Task:
Rewrite all of the following items with every occurrence of "positive clicks" changed to "foreground clicks" and nothing else altered. Omit the pictures from your answer.

Recorded data below:

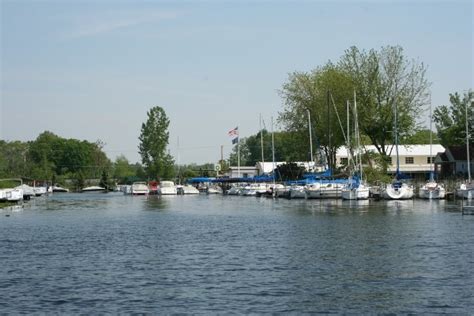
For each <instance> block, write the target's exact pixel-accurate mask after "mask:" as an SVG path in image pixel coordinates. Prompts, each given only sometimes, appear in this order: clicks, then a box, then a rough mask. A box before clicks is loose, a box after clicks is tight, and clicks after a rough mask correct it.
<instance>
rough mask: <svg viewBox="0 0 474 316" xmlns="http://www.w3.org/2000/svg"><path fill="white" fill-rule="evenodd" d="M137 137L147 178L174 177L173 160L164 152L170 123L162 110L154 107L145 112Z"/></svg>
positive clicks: (161, 109)
mask: <svg viewBox="0 0 474 316" xmlns="http://www.w3.org/2000/svg"><path fill="white" fill-rule="evenodd" d="M147 116H148V119H147V121H146V122H145V123H143V124H142V128H141V134H140V137H139V140H140V145H139V153H140V155H141V157H142V163H143V165H144V166H145V170H146V173H147V176H148V177H149V178H151V179H156V178H165V179H170V178H172V177H173V176H174V169H173V164H174V161H173V158H172V157H171V155H170V154H168V153H167V152H166V147H167V145H168V140H169V132H168V126H169V124H170V121H169V119H168V117H167V116H166V113H165V111H164V110H163V108H161V107H159V106H155V107H153V108H151V109H150V110H149V111H148V112H147Z"/></svg>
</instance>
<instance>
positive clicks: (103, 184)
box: [99, 170, 110, 192]
mask: <svg viewBox="0 0 474 316" xmlns="http://www.w3.org/2000/svg"><path fill="white" fill-rule="evenodd" d="M109 181H110V180H109V174H108V172H107V170H103V171H102V175H101V176H100V182H99V186H101V187H103V188H104V189H105V191H106V192H107V191H108V190H109V187H110V185H109Z"/></svg>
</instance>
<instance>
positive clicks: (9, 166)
mask: <svg viewBox="0 0 474 316" xmlns="http://www.w3.org/2000/svg"><path fill="white" fill-rule="evenodd" d="M27 153H28V144H27V143H23V142H20V141H12V142H6V141H3V140H0V177H2V178H14V177H25V176H28V174H29V173H28V169H29V164H28V161H27Z"/></svg>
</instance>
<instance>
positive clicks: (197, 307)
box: [0, 192, 474, 314]
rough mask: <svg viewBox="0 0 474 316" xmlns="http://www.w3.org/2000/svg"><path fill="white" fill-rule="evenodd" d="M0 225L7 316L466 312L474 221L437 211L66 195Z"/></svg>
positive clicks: (299, 200)
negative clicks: (56, 315) (95, 313)
mask: <svg viewBox="0 0 474 316" xmlns="http://www.w3.org/2000/svg"><path fill="white" fill-rule="evenodd" d="M7 214H8V215H9V216H8V217H6V215H7ZM0 215H1V216H0V252H1V253H2V269H1V271H0V277H1V279H2V288H1V289H0V294H1V295H2V302H1V303H0V304H1V309H2V312H4V313H14V314H16V313H43V312H45V313H47V312H49V311H51V310H52V309H54V310H56V311H58V312H60V313H65V314H70V313H107V312H113V313H128V312H132V311H134V312H137V311H139V312H141V313H165V314H174V313H198V314H209V313H210V314H216V313H217V314H220V313H227V312H233V313H237V314H255V313H257V314H258V313H262V312H265V313H296V314H300V313H313V312H319V313H348V312H350V313H355V314H374V313H375V314H379V313H394V314H406V313H414V314H432V313H449V314H469V313H470V311H472V310H473V309H474V301H473V300H472V295H471V293H470V292H469V291H466V289H468V288H469V286H470V284H472V267H471V264H470V262H471V261H472V260H471V259H472V249H473V248H472V245H473V243H474V235H473V233H472V225H473V224H474V222H473V220H474V216H461V213H460V204H459V203H453V202H449V201H446V200H432V201H428V200H405V201H384V200H380V201H376V200H362V201H351V200H347V201H345V200H342V199H341V200H315V199H308V200H306V199H295V200H287V199H267V198H255V197H245V198H244V197H238V196H231V195H229V196H225V195H214V194H211V195H206V194H196V195H189V196H180V195H176V196H170V195H166V196H165V195H164V196H157V195H149V196H132V195H123V194H121V193H120V192H118V193H108V194H97V193H63V194H53V195H51V196H48V197H40V198H36V199H32V200H30V201H29V202H27V203H25V204H24V207H23V209H22V210H20V211H18V210H16V211H10V210H0ZM19 297H21V301H22V304H17V303H16V302H18V299H19Z"/></svg>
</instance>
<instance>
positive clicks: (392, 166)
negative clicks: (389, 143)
mask: <svg viewBox="0 0 474 316" xmlns="http://www.w3.org/2000/svg"><path fill="white" fill-rule="evenodd" d="M364 151H365V152H374V153H378V151H377V149H376V148H375V146H373V145H369V146H364ZM386 151H387V154H388V155H389V156H390V162H389V165H388V169H387V172H388V173H389V174H395V173H396V171H397V152H396V147H395V146H394V145H389V146H386ZM444 151H445V149H444V147H443V146H442V145H439V144H436V145H432V146H431V145H429V144H428V145H398V157H399V164H400V172H402V173H404V174H406V175H407V176H409V177H411V178H413V179H417V180H426V179H427V178H428V177H429V174H430V171H432V170H434V161H435V157H436V156H437V154H438V153H442V152H444ZM347 157H348V153H347V149H346V147H340V148H339V149H338V150H337V153H336V164H337V165H336V166H337V167H342V166H345V165H347Z"/></svg>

End of Recorded data.

Your solution:
For each <instance> block, write the target's exact pixel-accurate mask after "mask:" as an SVG path in image pixel coordinates. Prompts, each given only sometimes, appear in this order: clicks, then a box, then a rough mask. A box before clicks is loose, a box after clicks is tight, and clicks after a rough mask correct it.
<instance>
rough mask: <svg viewBox="0 0 474 316" xmlns="http://www.w3.org/2000/svg"><path fill="white" fill-rule="evenodd" d="M137 137L147 178L174 177L173 160L164 152L170 123L162 110L154 107L145 112Z"/></svg>
foreground clicks: (161, 109)
mask: <svg viewBox="0 0 474 316" xmlns="http://www.w3.org/2000/svg"><path fill="white" fill-rule="evenodd" d="M147 116H148V119H147V121H146V122H145V123H143V124H142V128H141V134H140V137H139V140H140V145H139V153H140V155H141V157H142V163H143V165H144V166H145V170H146V173H147V176H148V177H149V178H151V179H156V178H165V179H170V178H172V177H173V176H174V169H173V164H174V161H173V158H172V157H171V155H170V154H168V153H167V152H166V147H167V145H168V140H169V132H168V126H169V124H170V121H169V119H168V117H167V116H166V113H165V111H164V110H163V108H161V107H159V106H155V107H153V108H151V109H150V110H149V111H148V112H147Z"/></svg>
</instance>
<instance>
foreground clicks: (103, 184)
box: [99, 170, 110, 192]
mask: <svg viewBox="0 0 474 316" xmlns="http://www.w3.org/2000/svg"><path fill="white" fill-rule="evenodd" d="M109 181H110V180H109V174H108V172H107V170H103V171H102V175H101V176H100V182H99V186H101V187H103V188H104V189H105V191H106V192H107V191H108V190H109V187H110V185H109Z"/></svg>
</instance>
<instance>
foreground clicks: (9, 166)
mask: <svg viewBox="0 0 474 316" xmlns="http://www.w3.org/2000/svg"><path fill="white" fill-rule="evenodd" d="M27 153H28V144H27V143H23V142H20V141H12V142H6V141H3V140H0V177H2V178H14V177H25V176H28V174H29V173H28V169H29V164H28V161H27Z"/></svg>
</instance>
<instance>
foreground clicks: (197, 307)
box: [0, 192, 474, 314]
rough mask: <svg viewBox="0 0 474 316" xmlns="http://www.w3.org/2000/svg"><path fill="white" fill-rule="evenodd" d="M0 225L7 316L466 312L474 221L437 211L66 195Z"/></svg>
foreground clicks: (299, 200)
negative clicks: (56, 315) (95, 313)
mask: <svg viewBox="0 0 474 316" xmlns="http://www.w3.org/2000/svg"><path fill="white" fill-rule="evenodd" d="M7 214H8V215H9V216H8V217H6V215H7ZM0 215H1V216H0V252H1V253H2V269H1V271H0V277H1V279H2V288H1V289H0V294H1V295H2V302H1V303H0V304H1V309H2V312H4V313H14V314H16V313H43V312H45V313H47V312H49V311H51V310H52V309H54V310H56V311H58V312H60V313H65V314H70V313H107V312H113V313H128V312H132V311H134V312H137V311H139V312H141V313H165V314H174V313H198V314H209V313H210V314H216V313H217V314H220V313H227V312H233V313H237V314H255V313H257V314H258V313H262V312H265V313H296V314H300V313H313V312H319V313H348V312H350V313H355V314H374V313H375V314H379V313H394V314H406V313H414V314H432V313H449V314H469V313H470V311H472V310H473V309H474V301H473V300H472V295H471V293H470V292H469V291H466V289H468V288H469V286H470V284H472V267H471V264H470V262H471V261H472V260H471V259H472V249H473V248H472V245H473V243H474V235H473V233H472V225H473V224H474V222H473V220H474V216H461V213H460V204H459V203H453V202H449V201H446V200H432V201H428V200H405V201H384V200H380V201H376V200H362V201H351V200H347V201H345V200H342V199H341V200H315V199H308V200H306V199H295V200H287V199H267V198H255V197H245V198H244V197H238V196H231V195H229V196H225V195H214V194H211V195H206V194H196V195H189V196H180V195H176V196H170V195H166V196H165V195H164V196H157V195H149V196H132V195H123V194H121V193H120V192H118V193H108V194H97V193H63V194H53V195H51V196H48V197H40V198H36V199H32V200H30V201H29V202H27V203H25V204H24V207H23V209H22V210H20V211H18V210H16V211H10V210H0ZM19 297H21V301H22V304H17V303H16V302H18V299H19Z"/></svg>
</instance>
<instance>
foreground clicks: (392, 166)
negative clicks: (389, 143)
mask: <svg viewBox="0 0 474 316" xmlns="http://www.w3.org/2000/svg"><path fill="white" fill-rule="evenodd" d="M364 151H365V152H374V153H378V151H377V149H376V148H375V146H373V145H369V146H364ZM386 151H387V154H388V155H389V156H390V162H389V165H388V169H387V172H388V173H389V174H395V173H396V171H397V152H396V147H395V146H394V145H389V146H386ZM444 151H445V149H444V147H443V146H442V145H439V144H436V145H432V146H431V145H429V144H428V145H398V157H399V164H400V172H402V173H404V174H406V175H407V176H409V177H411V178H413V179H417V180H426V179H427V178H428V177H429V174H430V171H432V170H434V161H435V157H436V156H437V154H438V153H442V152H444ZM347 157H348V153H347V149H346V147H340V148H339V149H338V150H337V153H336V164H337V165H336V166H337V167H342V166H345V165H347Z"/></svg>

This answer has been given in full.